---------- Materials provided
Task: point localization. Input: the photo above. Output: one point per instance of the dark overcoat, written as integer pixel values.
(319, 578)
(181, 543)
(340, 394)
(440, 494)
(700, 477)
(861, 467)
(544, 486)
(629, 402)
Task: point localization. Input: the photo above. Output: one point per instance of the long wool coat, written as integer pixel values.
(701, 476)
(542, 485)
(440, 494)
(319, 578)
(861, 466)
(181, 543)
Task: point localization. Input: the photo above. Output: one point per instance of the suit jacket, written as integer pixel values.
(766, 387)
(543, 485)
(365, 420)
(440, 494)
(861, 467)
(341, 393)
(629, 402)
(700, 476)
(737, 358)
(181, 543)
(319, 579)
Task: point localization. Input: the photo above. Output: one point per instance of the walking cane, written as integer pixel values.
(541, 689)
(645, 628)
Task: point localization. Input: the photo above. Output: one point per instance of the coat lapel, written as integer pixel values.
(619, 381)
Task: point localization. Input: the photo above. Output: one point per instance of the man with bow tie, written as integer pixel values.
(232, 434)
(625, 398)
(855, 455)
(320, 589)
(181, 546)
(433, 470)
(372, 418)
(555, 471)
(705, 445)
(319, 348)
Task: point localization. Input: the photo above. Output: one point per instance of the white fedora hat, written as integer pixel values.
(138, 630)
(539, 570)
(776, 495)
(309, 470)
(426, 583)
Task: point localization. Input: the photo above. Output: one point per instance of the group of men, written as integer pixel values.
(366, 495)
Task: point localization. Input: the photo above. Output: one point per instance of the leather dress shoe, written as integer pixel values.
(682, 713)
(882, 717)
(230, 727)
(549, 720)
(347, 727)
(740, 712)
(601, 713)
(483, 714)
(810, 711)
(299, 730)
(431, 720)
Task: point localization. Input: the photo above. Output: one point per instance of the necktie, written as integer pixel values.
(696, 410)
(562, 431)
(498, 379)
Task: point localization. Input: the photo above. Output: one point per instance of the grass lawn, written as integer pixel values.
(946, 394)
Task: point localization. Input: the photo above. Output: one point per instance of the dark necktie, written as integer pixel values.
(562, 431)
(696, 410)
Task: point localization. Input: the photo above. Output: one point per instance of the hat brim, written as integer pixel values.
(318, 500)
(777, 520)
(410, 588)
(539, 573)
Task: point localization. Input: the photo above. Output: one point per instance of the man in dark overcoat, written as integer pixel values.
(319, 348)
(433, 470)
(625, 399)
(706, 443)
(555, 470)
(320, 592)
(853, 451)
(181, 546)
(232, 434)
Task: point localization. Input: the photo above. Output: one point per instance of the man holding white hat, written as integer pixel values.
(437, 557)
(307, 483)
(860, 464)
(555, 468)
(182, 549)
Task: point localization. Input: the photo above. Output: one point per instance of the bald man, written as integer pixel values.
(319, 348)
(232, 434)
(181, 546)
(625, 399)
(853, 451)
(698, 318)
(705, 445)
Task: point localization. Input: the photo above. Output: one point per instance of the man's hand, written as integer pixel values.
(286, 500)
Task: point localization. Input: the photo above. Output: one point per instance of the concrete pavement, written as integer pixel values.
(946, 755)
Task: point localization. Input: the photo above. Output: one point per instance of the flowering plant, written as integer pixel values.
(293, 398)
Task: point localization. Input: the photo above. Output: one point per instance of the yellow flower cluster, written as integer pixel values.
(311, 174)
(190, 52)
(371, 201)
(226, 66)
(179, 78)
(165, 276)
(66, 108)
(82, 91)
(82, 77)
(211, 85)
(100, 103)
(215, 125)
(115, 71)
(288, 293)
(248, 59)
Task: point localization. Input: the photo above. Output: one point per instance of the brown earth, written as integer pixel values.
--------------------
▸ **Given exercise**
Every line above should be written out again exactly as it stands.

▸ **Result for this exercise**
Task: point localization. Input: the photo above. Output: one point per instance of the dark overcoat, written as integer pixel values.
(319, 578)
(181, 543)
(340, 394)
(440, 494)
(700, 477)
(861, 467)
(544, 486)
(629, 402)
Task: point localization. Input: the photo above. Output: one point per instance of the long wool coat, written as integer pixel values.
(701, 476)
(542, 485)
(440, 494)
(319, 578)
(861, 466)
(181, 543)
Task: point localization. Input: the photo above. Output: one point per instance of the suit jacket, written as integer pixel values.
(766, 387)
(543, 485)
(365, 420)
(440, 494)
(861, 467)
(341, 393)
(629, 402)
(700, 476)
(737, 358)
(181, 543)
(319, 579)
Task: point localization. Input: the photo above. Output: one point per instance of the walking cane, written as integer pixel values.
(541, 689)
(645, 628)
Task: point localization. Input: the photo above. Output: one point per instance of the coat lapel, written as integer pixel values.
(619, 381)
Task: point localization. Input: the photo above. Output: one point per instance of the man with bow tie, written as integer pixel values.
(232, 434)
(625, 398)
(855, 455)
(320, 589)
(181, 546)
(433, 470)
(372, 418)
(555, 471)
(705, 445)
(319, 348)
Task: point localization. Input: the photo above. Output: one point per instance of the white fedora hat, written as integer pixel values.
(138, 630)
(539, 570)
(776, 495)
(309, 470)
(426, 583)
Task: point localization. Input: the photo above. Output: one point per instance of the group of men, written as integer pixel values.
(366, 495)
Task: point localization. Input: the photo above. Output: one point per instance of the leather dress shoe, written as integer pixel values.
(682, 713)
(882, 717)
(230, 727)
(549, 720)
(347, 727)
(740, 712)
(601, 713)
(483, 714)
(810, 711)
(299, 730)
(431, 720)
Task: point localization. Input: the photo above. Output: one point per instance of the necktie, written as integer pixel values.
(696, 410)
(562, 431)
(498, 379)
Task: point localization. Input: the photo above. Output: one point per instance of the grass lawn, written as integer pixel values.
(946, 394)
Task: point localization. Input: the photo above. Output: one point per instance of the dark necktie, written as integer pixel values.
(562, 431)
(696, 410)
Task: point localization. Input: the photo above. Output: one point per instance of the hat brim, written as integer pixel values.
(318, 500)
(777, 520)
(410, 588)
(539, 573)
Task: point localization. Input: the photo above. Output: one point per instance of the man in dark overcoat, written as integer pixel values.
(319, 348)
(433, 470)
(625, 399)
(706, 443)
(555, 470)
(320, 592)
(853, 451)
(181, 546)
(232, 434)
Task: point localization. Input: the photo above. Output: one point per instance of the man holding white hat, written as integer pixel values.
(437, 557)
(307, 483)
(860, 464)
(555, 468)
(182, 549)
Task: point localization. Input: the photo above. Output: one point per instance of the bald man, written as integer pixel values.
(319, 348)
(232, 434)
(181, 546)
(625, 399)
(853, 451)
(698, 318)
(705, 445)
Task: point localization. Input: the photo above. Output: one point per instance of the man's hand, written as integer pixel values.
(286, 500)
Task: point localization. Input: the photo above. Output: one point per instance of the concrete pavement, written as integer pixel values.
(946, 755)
Task: point localization. Input: the photo above. Output: one point per instance of the flowering plant, written as integer pixel values.
(293, 398)
Task: point localization. Input: the photo above. Output: one point per instance of the yellow flower cluster, written as integer pixel values.
(311, 174)
(190, 52)
(371, 201)
(226, 66)
(179, 78)
(165, 276)
(66, 108)
(82, 91)
(82, 77)
(211, 85)
(100, 103)
(215, 125)
(115, 71)
(288, 293)
(248, 59)
Task: point localization. Input: the photo above. Output: one point per instance of the brown earth, written as integer pixel values.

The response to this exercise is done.